▶ **Exercise task 1**:
Report how many lines of the records below contain the word "front", counting only matches with the same capitalization. Give only the number.
-- -- --
What is Statistics (and why is it important in machine learning)?

Statistics is a collection of tools that you can use to get answers to important questions about data.

You can use descriptive statistical methods to transform raw observations into information that you can understand and share. You can use inferential statistical methods to reason from small samples of data to whole domains.

In this post, you will discover clearly why statistics is important in general and for machine learning and generally the types of methods that are available.

After reading this post, you will know:

  • Statistics is generally considered a prerequisite to the field of applied machine learning.
  • We need statistics to help transform observations into information and to answer questions about samples of observations.
  • Statistics is a collection of tools developed over hundreds of years for summarizing data and quantifying properties of a domain given a sample of observations.

Kick-start your project with my new book Statistics for Machine Learning, including step-by-step tutorials and the Python source code files for all examples.

Let’s get started.

A Gentle Introduction to Statistics

A Gentle Introduction to Statistics
Photo by Mike Sutherland, some rights reserved.

Statistics is Required Prerequisite

Machine learning and statistics are two tightly related fields of study. So much so that statisticians refer to machine learning as “applied statistics” or “statistical learning” rather than the computer-science-centric name.

Machine learning is almost universally presented to beginners assuming that the reader has some background in statistics. We can make this concrete with a few cherry picked examples.

Take a look at this quote from the beginning of a popular applied machine learning book titled “Applied Predictive Modeling“:

… the reader should have some knowledge of basic statistics, including variance, correlation, simple linear regression, and basic hypothesis testing (e.g. p-values and test statistics).

— Page vii, Applied Predictive Modeling, 2013

Here’s another example from the popular “Introduction to Statistical Learning” book:

We expect that the reader will have had at least one elementary course in statistics.

— Page 9, An Introduction to Statistical Learning with Applications in R, 2013.

Even when statistics is not a prerequisite, some primitive prior knowledge is required as can be seen in this quote from the widely read “Programming Collective Intelligence“:

… this book does not assume you have any prior knowledge of […] or statistics. […] but having some knowledge of trigonometry and basic statistics will help you understand the algorithms.

— Page xiii, Programming Collective Intelligence: Building Smart Web 2.0 Applications, 2007.

In order to be able to understand machine learning, some basic understanding of statistics is required.

To see why this is the case, we must first understand why we need the field of statistics in the first place.

Need help with Statistics for Machine Learning?

Take my free 7-day email crash course now (with sample code).

Click to sign-up and also get a free PDF Ebook version of the course.

Why Learn Statistics?

Raw observations alone are data, but they are not information or knowledge.

Data raises questions, such as:

  • What is the most common or expected observation?
  • What are the limits on the observations?
  • What does the data look like?

Although they appear simple, these questions must be answered in order to turn raw observations into information that we can use and share.

Beyond raw data, we may design experiments in order to collect observations. From these experimental results we may have more sophisticated questions, such as:

  • What variables are most relevant?
  • What is the difference in an outcome between two experiments?
  • Are the differences real or the result of noise in the data?

Questions of this type are important. The results matter to the project, to stakeholders, and to effective decision making.
-- -- --
▶ **Exercise task 2**:
Continue the passage on statistics and machine learning, picking up right after its last sentence.

▶ **Data to use**:
-- -- --
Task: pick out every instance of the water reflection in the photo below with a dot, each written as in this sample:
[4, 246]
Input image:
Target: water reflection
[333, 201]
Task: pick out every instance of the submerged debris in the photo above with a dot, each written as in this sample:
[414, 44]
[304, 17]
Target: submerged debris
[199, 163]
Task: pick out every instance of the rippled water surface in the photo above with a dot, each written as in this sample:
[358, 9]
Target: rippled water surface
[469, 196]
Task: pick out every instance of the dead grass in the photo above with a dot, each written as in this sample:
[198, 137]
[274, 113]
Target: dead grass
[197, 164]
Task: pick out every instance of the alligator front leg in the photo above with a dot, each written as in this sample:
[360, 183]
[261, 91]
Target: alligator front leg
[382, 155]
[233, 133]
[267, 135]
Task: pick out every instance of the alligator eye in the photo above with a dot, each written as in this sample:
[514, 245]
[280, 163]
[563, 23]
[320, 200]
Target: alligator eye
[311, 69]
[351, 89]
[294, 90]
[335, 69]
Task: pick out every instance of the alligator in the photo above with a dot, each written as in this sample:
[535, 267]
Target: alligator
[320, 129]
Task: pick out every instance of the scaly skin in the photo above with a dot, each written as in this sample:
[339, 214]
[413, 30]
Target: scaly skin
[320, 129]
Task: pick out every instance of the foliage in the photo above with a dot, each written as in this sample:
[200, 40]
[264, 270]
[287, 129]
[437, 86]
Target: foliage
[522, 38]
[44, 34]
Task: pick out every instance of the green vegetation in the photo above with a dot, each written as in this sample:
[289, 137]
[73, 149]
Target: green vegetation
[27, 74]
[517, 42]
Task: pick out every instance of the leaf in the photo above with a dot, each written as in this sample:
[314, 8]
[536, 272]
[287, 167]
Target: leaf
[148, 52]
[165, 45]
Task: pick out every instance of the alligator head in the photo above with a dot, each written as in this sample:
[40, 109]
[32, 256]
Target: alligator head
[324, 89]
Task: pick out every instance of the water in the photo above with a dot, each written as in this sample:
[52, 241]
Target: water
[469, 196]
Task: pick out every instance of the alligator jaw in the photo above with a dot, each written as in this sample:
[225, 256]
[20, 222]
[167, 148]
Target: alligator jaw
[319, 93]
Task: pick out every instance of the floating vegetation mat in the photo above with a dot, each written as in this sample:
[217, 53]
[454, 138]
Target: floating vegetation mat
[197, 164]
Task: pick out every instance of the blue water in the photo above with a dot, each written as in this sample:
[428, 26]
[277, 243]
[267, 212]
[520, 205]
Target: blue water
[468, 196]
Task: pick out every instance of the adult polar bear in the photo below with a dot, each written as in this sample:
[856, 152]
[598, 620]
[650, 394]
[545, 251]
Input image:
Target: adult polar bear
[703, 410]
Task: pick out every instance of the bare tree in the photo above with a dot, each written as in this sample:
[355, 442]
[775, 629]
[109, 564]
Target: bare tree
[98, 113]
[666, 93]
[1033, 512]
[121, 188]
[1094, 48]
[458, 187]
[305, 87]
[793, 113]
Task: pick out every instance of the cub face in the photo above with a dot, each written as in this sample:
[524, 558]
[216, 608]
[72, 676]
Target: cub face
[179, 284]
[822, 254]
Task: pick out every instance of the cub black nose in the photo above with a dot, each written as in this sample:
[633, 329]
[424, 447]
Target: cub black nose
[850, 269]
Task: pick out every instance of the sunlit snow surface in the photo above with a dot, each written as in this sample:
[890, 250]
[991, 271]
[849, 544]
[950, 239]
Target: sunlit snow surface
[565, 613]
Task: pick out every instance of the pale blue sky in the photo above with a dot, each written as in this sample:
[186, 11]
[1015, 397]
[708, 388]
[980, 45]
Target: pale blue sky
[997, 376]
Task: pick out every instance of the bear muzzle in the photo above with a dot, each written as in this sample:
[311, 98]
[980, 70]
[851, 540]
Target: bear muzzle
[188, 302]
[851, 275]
-- -- --
▶ **Exercise result 1**:
2

▶ **Exercise result 2**:
Statistical methods are required to find answers to the questions that we have about data.

We can see that in order to both understand the data used to train a machine learning model and to interpret the results of testing different machine learning models, that statistical methods are required.

This is just the tip of the iceberg as each step in a predictive modeling project will require the use of a statistical method.

What is Statistics?

Statistics is a subfield of mathematics.

It refers to a collection of methods for working with data and using data to answer questions.

Statistics is the art of making numerical conjectures about puzzling questions. […] The methods were developed over several hundred years by people who were looking for answers to their questions.

— Page xiii, Statistics, Fourth Edition, 2007.

It is because the field is comprised of a grab bag of methods for working with data that it can seem large and amorphous to beginners. It can be hard to see the line between methods that belong to statistics and methods that belong to other fields of study. Often a technique can be both a classical method from statistics and a modern algorithm used for feature selection or modeling.

Although a working knowledge of statistics does not require deep theoretical knowledge, some important and easy-to-digest theorems from the relationship between statistics and probability can provide a valuable foundation.

Two examples include the law of large numbers and the central limit theorem; the first aids in understanding why bigger samples are often better and the second provides a foundation for how we can compare the expected values between samples (e.g mean values).

When it comes to the statistical tools that we use in practice, it can be helpful to divide the field of statistics into two large groups of methods: descriptive statistics for summarizing data and inferential statistics for drawing conclusions from samples of data.

Statistics allow researchers to collect information, or data, from a large number of people and then summarize their typical experience. […] Statistics are also used to reach conclusions about general differences between groups. […] Statistics can also be used to see if scores on two variables are related and to make predictions.

Pages ix-x, Statistics in Plain English, Third Edition, 2010.

Descriptive Statistics

Descriptive statistics refer to methods for summarizing raw observations into information that we can understand and share.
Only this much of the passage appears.